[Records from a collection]
+---+

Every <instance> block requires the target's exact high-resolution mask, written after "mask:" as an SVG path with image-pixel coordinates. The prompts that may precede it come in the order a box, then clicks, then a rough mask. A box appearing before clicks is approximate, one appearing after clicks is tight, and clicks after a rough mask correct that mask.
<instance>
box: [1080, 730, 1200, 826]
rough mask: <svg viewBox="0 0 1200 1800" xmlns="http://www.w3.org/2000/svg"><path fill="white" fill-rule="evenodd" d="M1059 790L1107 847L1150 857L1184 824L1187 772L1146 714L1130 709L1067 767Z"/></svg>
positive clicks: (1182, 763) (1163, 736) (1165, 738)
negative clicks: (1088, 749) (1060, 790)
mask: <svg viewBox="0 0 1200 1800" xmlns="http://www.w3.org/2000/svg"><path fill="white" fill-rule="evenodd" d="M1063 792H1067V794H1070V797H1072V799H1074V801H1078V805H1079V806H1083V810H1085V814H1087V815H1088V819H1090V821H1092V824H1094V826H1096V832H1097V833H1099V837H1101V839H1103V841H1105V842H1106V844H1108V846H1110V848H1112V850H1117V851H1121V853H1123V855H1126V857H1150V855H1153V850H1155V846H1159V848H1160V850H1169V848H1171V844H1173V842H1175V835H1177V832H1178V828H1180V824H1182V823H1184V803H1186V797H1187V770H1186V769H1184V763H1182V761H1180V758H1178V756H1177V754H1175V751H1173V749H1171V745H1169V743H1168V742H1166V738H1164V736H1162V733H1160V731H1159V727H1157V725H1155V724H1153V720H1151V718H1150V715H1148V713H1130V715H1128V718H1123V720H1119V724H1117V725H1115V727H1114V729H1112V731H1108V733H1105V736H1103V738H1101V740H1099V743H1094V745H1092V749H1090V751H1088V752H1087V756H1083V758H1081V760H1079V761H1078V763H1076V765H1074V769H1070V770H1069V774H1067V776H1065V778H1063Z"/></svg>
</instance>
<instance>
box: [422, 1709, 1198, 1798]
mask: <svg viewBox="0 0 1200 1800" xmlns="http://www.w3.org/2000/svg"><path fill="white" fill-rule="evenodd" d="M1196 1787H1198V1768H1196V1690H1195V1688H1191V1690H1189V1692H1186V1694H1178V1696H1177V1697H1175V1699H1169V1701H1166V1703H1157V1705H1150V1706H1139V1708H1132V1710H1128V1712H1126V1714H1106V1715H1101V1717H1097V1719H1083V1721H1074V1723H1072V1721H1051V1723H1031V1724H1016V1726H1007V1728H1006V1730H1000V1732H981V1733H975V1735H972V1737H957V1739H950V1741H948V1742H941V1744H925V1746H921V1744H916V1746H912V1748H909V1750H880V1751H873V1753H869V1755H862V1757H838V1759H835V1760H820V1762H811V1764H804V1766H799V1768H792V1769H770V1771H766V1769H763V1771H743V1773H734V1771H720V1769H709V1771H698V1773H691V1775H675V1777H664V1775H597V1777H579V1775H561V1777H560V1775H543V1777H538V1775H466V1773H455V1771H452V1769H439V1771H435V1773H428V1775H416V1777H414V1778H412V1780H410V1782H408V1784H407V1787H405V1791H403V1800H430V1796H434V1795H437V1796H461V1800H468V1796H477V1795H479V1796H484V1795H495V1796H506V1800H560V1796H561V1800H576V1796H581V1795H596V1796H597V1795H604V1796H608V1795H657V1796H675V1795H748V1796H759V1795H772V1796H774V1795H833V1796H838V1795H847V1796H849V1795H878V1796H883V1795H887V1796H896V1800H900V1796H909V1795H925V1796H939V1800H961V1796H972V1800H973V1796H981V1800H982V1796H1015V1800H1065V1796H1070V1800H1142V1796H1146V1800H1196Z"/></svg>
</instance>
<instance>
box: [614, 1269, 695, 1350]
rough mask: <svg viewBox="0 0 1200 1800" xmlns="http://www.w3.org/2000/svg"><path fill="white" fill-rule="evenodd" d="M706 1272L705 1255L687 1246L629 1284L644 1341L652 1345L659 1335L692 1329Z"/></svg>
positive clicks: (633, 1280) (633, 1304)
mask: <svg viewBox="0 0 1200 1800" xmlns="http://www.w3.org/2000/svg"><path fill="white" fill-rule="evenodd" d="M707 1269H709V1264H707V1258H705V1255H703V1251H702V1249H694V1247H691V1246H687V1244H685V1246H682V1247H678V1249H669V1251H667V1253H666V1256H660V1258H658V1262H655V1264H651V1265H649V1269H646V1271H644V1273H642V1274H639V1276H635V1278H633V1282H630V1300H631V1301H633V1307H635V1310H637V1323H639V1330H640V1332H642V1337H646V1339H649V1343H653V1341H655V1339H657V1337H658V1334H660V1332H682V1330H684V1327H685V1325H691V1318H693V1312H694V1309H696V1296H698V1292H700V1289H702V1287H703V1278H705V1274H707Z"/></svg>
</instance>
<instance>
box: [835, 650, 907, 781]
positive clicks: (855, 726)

+---+

## Task requirements:
Above are some lines. Repeat exactly, and only, those from the line that has "790L1107 847L1150 857L1184" through the line that has "positive clicks: (1182, 763)".

## Exercise output:
rough mask: <svg viewBox="0 0 1200 1800" xmlns="http://www.w3.org/2000/svg"><path fill="white" fill-rule="evenodd" d="M1059 790L1107 847L1150 857L1184 824L1187 772L1146 714L1130 709L1067 767Z"/></svg>
positive clicks: (1182, 763) (1163, 736) (1165, 738)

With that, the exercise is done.